Extend the blog post on visualizing complex singularities, starting right after its final sentence.

PAGE
◇ ◇ ◇ ◇ ◇ ◇ ◇

# The Spectre of Math

## May 30, 2012

### Visualizing complex singularities

Filed under: Hacking,Mathematics — jlebl @ 5:16 pm

I needed a way to visualize which t get hit for a polynomial such as $t^2+zt+z=0$ when z ranges in a simple set such as a square or a circle. That is, really this is a generically two-valued function above the z plane. Of course we can’t just graph it since we don’t have 4 real dimensions (I want t and z to of course be complex). For each complex z, there are generically two complex t above it.

◇ ◇ ◇ ◇ ◇ ◇ ◇

DATASET

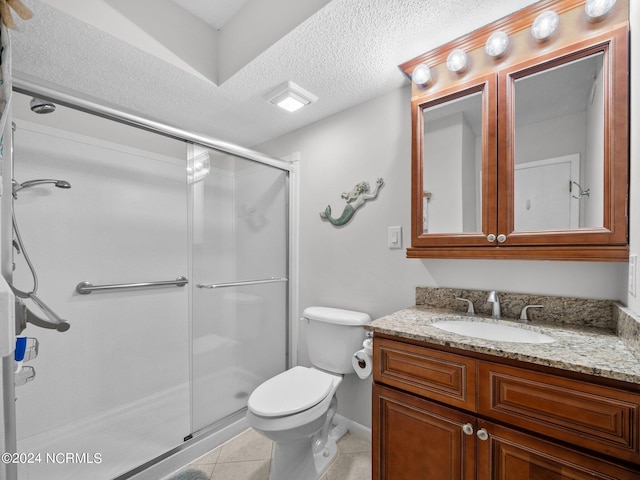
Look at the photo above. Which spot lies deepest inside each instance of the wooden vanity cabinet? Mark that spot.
(443, 415)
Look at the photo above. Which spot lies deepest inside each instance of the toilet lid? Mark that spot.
(293, 391)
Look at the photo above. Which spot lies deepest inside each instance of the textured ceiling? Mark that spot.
(215, 12)
(345, 54)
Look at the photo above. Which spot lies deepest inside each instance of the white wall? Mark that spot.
(351, 267)
(634, 213)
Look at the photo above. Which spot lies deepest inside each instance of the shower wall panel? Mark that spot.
(239, 332)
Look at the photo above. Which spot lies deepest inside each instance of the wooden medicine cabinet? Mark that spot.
(524, 155)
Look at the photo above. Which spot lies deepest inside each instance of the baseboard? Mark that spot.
(354, 427)
(190, 451)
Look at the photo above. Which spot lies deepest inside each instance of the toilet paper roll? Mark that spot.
(362, 363)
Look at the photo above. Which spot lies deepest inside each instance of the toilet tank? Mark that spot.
(333, 336)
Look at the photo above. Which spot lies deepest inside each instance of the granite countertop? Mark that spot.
(583, 349)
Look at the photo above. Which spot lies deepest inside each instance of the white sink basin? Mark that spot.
(492, 331)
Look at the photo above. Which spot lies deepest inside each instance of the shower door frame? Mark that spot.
(289, 165)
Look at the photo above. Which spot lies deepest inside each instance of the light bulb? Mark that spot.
(596, 10)
(421, 75)
(497, 44)
(544, 25)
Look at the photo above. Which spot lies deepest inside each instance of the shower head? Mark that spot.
(40, 181)
(38, 105)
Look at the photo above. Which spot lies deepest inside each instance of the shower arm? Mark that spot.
(24, 316)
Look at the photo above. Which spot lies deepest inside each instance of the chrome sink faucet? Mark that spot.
(493, 298)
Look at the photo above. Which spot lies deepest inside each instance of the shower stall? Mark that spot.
(170, 257)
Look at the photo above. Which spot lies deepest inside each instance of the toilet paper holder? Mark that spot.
(361, 361)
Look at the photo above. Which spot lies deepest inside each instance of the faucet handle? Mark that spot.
(470, 308)
(523, 313)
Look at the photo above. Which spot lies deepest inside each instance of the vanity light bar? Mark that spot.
(542, 29)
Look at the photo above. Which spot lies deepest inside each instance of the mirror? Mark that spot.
(452, 165)
(559, 147)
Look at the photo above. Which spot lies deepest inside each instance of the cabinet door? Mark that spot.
(510, 455)
(416, 439)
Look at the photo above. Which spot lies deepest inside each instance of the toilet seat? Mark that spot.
(290, 392)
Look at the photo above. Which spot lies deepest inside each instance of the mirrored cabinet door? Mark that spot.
(563, 149)
(455, 165)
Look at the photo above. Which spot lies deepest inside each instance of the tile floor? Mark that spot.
(247, 457)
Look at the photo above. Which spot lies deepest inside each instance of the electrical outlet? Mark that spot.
(633, 262)
(395, 237)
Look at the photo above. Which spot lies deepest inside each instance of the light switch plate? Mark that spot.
(395, 237)
(633, 264)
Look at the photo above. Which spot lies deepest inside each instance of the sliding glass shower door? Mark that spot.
(141, 370)
(240, 234)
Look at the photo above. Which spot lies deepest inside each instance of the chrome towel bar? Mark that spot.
(87, 287)
(242, 282)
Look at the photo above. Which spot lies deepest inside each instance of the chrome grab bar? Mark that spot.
(242, 282)
(87, 287)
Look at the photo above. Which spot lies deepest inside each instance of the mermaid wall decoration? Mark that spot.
(355, 199)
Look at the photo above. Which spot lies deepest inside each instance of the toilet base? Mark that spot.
(296, 460)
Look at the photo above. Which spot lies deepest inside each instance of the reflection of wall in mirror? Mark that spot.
(592, 207)
(450, 148)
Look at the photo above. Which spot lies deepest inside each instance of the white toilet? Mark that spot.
(295, 408)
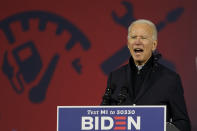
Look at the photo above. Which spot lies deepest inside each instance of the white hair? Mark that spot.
(144, 21)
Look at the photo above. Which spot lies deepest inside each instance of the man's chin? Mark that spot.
(138, 61)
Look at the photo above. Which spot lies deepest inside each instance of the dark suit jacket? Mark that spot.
(160, 87)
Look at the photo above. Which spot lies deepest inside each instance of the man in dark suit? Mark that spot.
(143, 81)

◇ ◇ ◇ ◇ ◇ ◇ ◇

TASK OUTPUT
So instead of looking for existing solutions (boring, surely there is a much more refined tool out there) I decided it is the perfect time to learn a bit of Python and checkout how it does math. Surprisingly well it turns out. Look at the code yourself. You will need numpy, cairo, and pygobject. I think except for numpy everything was installed on fedora. To change the polynomial or drawing parameters you need to change the code. It’s not really documented, but it should not be too hard to find where to change things. It’s less than 150 lines long, and you should take into considerations that I’ve never before written a line of python code, so there might be some things which are ugly. I did have the advantage of knowing GTK, though I never used Cairo before and I only vaguely knew how it works. It’s probably an hour or two’s worth coding, the rest of yesterday afternoon was spent on playing around with different polynomials.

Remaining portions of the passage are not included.